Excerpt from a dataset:

····················

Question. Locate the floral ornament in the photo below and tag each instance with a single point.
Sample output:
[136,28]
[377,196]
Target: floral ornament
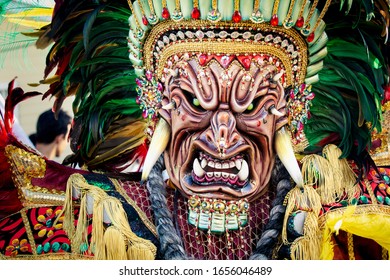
[16,247]
[381,181]
[299,110]
[45,225]
[149,95]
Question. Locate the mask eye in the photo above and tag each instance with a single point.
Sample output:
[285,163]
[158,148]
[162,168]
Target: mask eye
[196,102]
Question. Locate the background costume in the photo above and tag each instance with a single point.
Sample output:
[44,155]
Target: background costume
[326,63]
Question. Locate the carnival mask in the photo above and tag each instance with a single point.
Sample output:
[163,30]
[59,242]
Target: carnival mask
[222,125]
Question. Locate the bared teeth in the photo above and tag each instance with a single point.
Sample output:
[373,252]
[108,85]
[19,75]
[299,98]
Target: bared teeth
[221,170]
[203,163]
[244,171]
[238,163]
[198,170]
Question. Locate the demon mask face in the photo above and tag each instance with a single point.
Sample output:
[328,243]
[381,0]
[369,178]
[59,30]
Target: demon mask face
[225,111]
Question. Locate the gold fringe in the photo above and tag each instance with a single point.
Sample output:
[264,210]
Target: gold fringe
[67,209]
[333,177]
[114,244]
[308,246]
[348,182]
[81,234]
[318,173]
[305,199]
[117,241]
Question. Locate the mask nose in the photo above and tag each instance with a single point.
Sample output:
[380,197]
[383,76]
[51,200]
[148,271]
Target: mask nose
[223,131]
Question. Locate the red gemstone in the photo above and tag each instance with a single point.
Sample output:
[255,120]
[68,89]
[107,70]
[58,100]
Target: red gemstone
[300,22]
[245,61]
[202,59]
[310,38]
[275,20]
[165,13]
[195,14]
[145,20]
[236,17]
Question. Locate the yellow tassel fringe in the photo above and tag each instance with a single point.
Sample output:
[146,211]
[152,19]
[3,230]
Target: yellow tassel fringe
[111,237]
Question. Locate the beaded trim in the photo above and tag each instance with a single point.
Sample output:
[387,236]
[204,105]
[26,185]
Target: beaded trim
[141,214]
[25,166]
[167,39]
[217,216]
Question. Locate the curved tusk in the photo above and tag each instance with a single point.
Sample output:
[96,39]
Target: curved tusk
[171,105]
[173,72]
[278,76]
[274,111]
[286,154]
[157,146]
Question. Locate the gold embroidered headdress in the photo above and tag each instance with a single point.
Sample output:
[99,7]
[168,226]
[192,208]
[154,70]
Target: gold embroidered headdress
[290,34]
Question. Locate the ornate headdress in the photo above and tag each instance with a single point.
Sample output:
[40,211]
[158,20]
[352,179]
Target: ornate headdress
[334,70]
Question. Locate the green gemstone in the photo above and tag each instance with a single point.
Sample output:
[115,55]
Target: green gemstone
[65,247]
[46,247]
[344,203]
[377,63]
[56,247]
[39,249]
[196,102]
[83,247]
[379,198]
[364,199]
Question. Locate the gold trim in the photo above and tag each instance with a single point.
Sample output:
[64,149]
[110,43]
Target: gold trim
[385,254]
[217,46]
[370,192]
[351,252]
[300,15]
[26,165]
[256,6]
[50,256]
[275,8]
[152,12]
[311,12]
[360,209]
[236,5]
[134,15]
[290,9]
[324,10]
[30,235]
[141,214]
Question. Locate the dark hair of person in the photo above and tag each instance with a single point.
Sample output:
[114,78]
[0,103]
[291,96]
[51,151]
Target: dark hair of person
[48,127]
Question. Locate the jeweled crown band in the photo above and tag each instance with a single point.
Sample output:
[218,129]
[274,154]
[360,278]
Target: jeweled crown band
[199,37]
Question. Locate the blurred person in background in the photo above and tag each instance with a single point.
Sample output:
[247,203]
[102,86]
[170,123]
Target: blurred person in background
[51,134]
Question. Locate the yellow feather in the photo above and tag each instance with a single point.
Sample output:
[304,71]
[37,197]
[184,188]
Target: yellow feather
[34,12]
[157,146]
[286,154]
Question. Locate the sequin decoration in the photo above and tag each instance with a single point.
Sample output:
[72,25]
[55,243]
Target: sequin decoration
[149,95]
[299,111]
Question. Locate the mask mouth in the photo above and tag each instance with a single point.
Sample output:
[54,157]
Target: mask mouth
[210,171]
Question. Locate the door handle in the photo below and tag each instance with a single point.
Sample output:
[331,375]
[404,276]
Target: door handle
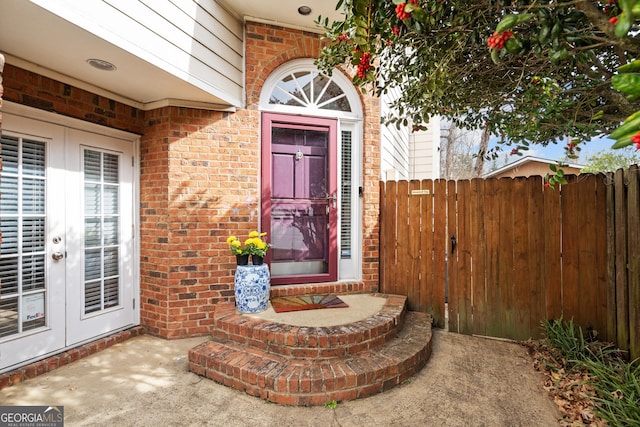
[333,199]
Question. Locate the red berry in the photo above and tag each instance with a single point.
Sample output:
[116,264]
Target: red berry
[400,12]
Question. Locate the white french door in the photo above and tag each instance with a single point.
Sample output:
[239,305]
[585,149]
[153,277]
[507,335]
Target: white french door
[67,257]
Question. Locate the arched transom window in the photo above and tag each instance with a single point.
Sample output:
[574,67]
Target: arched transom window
[309,89]
[298,87]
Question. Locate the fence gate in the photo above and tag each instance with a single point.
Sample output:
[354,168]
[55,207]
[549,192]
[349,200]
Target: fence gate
[512,252]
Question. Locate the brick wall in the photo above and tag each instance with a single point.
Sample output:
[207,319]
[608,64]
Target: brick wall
[199,182]
[31,89]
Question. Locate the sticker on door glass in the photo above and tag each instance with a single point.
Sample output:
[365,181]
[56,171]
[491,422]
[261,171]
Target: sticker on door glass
[32,307]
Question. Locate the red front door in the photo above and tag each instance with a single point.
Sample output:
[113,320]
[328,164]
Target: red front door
[299,197]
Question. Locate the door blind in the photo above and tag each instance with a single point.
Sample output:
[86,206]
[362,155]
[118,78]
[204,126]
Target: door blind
[345,195]
[22,224]
[101,231]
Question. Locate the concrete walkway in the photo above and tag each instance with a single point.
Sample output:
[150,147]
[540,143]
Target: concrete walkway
[144,381]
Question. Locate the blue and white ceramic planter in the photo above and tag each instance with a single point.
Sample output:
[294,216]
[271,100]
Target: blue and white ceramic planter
[252,284]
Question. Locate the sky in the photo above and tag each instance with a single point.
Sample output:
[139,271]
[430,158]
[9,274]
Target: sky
[557,152]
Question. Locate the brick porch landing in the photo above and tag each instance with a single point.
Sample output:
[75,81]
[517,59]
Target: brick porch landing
[311,365]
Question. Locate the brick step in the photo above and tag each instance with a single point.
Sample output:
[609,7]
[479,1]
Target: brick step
[291,381]
[311,343]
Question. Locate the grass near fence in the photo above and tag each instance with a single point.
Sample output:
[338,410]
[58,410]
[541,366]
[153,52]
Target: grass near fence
[613,381]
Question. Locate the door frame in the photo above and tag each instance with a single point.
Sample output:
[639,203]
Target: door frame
[65,123]
[268,120]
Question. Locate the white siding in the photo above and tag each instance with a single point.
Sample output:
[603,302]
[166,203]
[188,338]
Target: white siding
[424,156]
[394,145]
[195,40]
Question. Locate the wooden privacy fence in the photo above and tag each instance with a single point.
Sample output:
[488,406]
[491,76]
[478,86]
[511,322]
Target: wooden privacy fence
[506,254]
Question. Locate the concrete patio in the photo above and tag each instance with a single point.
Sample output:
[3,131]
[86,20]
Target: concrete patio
[144,381]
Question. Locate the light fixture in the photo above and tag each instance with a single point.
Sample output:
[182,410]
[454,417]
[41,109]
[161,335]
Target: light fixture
[101,64]
[304,10]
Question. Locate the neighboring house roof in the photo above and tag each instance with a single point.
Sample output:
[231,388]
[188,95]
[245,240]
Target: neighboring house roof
[530,165]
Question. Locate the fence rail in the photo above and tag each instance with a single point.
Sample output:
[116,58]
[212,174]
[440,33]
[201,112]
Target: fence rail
[505,254]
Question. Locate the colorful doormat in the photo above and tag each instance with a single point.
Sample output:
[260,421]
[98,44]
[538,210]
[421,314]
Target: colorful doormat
[306,302]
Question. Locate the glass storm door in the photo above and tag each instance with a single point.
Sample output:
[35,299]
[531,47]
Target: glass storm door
[299,201]
[66,215]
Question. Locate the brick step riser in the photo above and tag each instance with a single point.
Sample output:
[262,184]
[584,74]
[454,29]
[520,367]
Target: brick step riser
[302,382]
[312,342]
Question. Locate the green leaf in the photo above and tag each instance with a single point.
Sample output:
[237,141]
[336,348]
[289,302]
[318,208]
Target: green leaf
[628,83]
[513,45]
[623,142]
[631,67]
[507,23]
[495,56]
[624,24]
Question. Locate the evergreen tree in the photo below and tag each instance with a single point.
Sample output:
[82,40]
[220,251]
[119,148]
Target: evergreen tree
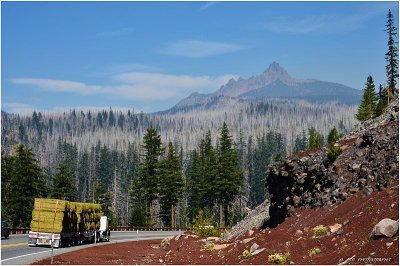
[171,185]
[382,101]
[103,197]
[63,184]
[202,174]
[315,140]
[367,107]
[26,182]
[229,175]
[138,216]
[195,182]
[149,168]
[391,57]
[333,136]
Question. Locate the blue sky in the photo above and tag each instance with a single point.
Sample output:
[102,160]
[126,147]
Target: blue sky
[150,55]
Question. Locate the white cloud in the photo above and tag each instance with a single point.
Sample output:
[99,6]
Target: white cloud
[139,86]
[116,32]
[199,49]
[17,108]
[207,5]
[59,85]
[331,23]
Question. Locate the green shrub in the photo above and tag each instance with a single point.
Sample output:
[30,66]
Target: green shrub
[202,226]
[333,153]
[278,258]
[208,246]
[314,251]
[247,254]
[320,230]
[165,243]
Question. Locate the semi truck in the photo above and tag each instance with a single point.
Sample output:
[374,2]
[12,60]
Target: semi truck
[61,223]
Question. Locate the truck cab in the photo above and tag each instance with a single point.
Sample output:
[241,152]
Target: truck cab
[104,232]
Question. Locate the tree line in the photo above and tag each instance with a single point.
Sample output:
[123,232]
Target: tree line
[373,103]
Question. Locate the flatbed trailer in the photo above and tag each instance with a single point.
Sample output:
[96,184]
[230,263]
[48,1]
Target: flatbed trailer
[68,223]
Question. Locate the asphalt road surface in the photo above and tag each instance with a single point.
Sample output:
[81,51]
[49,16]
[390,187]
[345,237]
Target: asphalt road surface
[15,250]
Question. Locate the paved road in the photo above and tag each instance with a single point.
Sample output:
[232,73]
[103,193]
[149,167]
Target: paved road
[15,250]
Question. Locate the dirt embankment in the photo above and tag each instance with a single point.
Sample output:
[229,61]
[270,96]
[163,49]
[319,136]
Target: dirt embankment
[357,216]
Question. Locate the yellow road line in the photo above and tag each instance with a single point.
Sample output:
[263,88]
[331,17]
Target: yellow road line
[14,245]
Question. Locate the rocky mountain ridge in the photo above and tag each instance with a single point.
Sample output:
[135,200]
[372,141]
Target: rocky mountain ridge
[274,83]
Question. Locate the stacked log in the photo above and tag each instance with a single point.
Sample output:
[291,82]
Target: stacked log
[61,216]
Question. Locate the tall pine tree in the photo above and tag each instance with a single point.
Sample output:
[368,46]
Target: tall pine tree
[315,140]
[391,57]
[229,175]
[367,107]
[26,182]
[63,185]
[149,169]
[171,185]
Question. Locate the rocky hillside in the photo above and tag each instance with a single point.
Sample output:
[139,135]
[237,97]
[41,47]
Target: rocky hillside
[369,160]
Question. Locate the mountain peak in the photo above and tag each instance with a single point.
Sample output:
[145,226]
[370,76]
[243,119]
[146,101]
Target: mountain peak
[275,71]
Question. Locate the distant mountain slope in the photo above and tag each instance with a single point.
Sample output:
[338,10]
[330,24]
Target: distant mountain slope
[274,82]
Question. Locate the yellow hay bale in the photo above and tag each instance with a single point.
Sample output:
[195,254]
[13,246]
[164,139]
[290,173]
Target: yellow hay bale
[52,215]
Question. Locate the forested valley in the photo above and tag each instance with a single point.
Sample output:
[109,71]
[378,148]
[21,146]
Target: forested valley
[158,169]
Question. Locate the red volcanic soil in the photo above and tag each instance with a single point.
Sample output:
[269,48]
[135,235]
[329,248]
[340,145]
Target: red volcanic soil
[357,215]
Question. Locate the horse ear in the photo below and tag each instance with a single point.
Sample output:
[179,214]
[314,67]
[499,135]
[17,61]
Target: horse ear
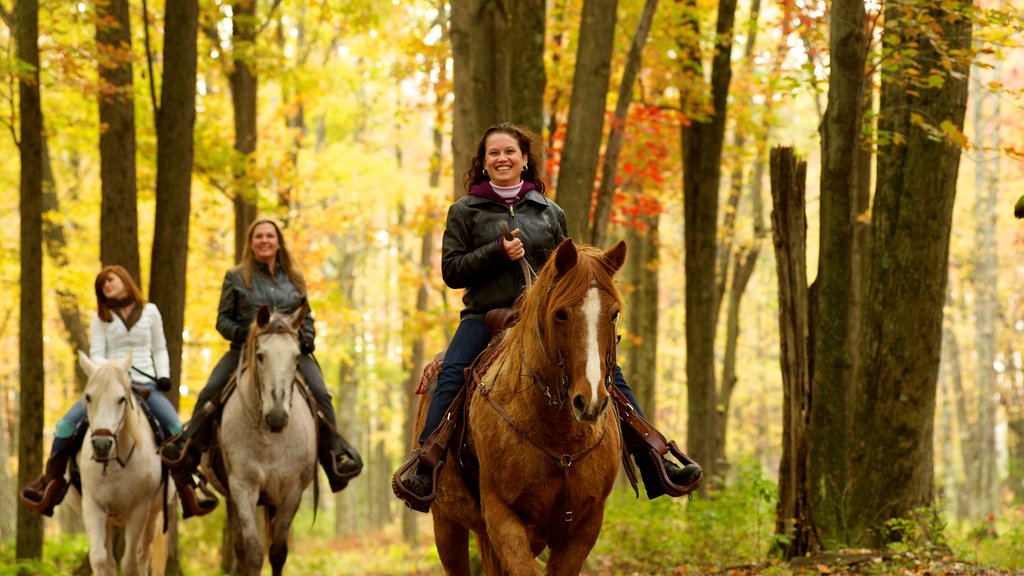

····················

Extract, word for word, each line from the one that contains "Question. Locate the dirt" through the final line of the data above. Leave the pictures out.

Question. Locate the dirt embankment in the photo above and tag each instance with a single point.
Sample output:
[229,61]
[270,96]
[163,49]
[319,136]
Target: dirt embankment
[357,216]
Question. Locate the yellow road line in the photo above and tag each instance with a single point.
Sample output:
[263,88]
[331,17]
Target: yellow road line
[14,245]
Question. Locate the rocky mountain ridge in the photo above and tag each instance with a single point.
Sample output:
[135,200]
[372,141]
Target: rocky mountain ridge
[274,83]
Question. Locate the stacked log in the photo above and tag each instance with a single point.
Sample output:
[291,82]
Target: stacked log
[61,216]
Question. Locate the tall pine tree in the photo above and tag each instance with a single point.
Sample output:
[368,46]
Target: tall pine tree
[315,140]
[391,57]
[229,175]
[367,107]
[26,182]
[63,185]
[149,169]
[171,185]
Question. Locate the rocky hillside in the photo above and tag each instance with a single point.
Sample output:
[139,135]
[237,97]
[41,47]
Target: rocky hillside
[369,160]
Question. Locate the mountain peak in the photo above and tag each instance with a single point.
Sample output:
[145,226]
[370,76]
[243,119]
[146,101]
Target: mountain peak
[275,71]
Question. Locate the distant mountain slope in the photo above and tag each instance with a single point.
Sample output:
[338,10]
[330,24]
Target: distant mountain slope
[274,82]
Question. Locate the yellow hay bale in the photo above and tag each instance with a single point.
Sample output:
[195,254]
[13,246]
[164,139]
[290,173]
Target: yellow hay bale
[52,215]
Question. Locate the forested valley in the photo above and tag each instance with a single point.
Sample output:
[109,71]
[378,148]
[21,146]
Target: forested valley
[158,169]
Question. Locate the red volcanic soil in the photo above and tag each instance with a single point.
Sample output:
[269,48]
[135,235]
[329,248]
[340,145]
Target: red volcanic soil
[357,215]
Question. Locate the horse ear in the photo below and tag each instance with a single point.
Sample output:
[179,214]
[314,67]
[499,135]
[17,61]
Target: horse ear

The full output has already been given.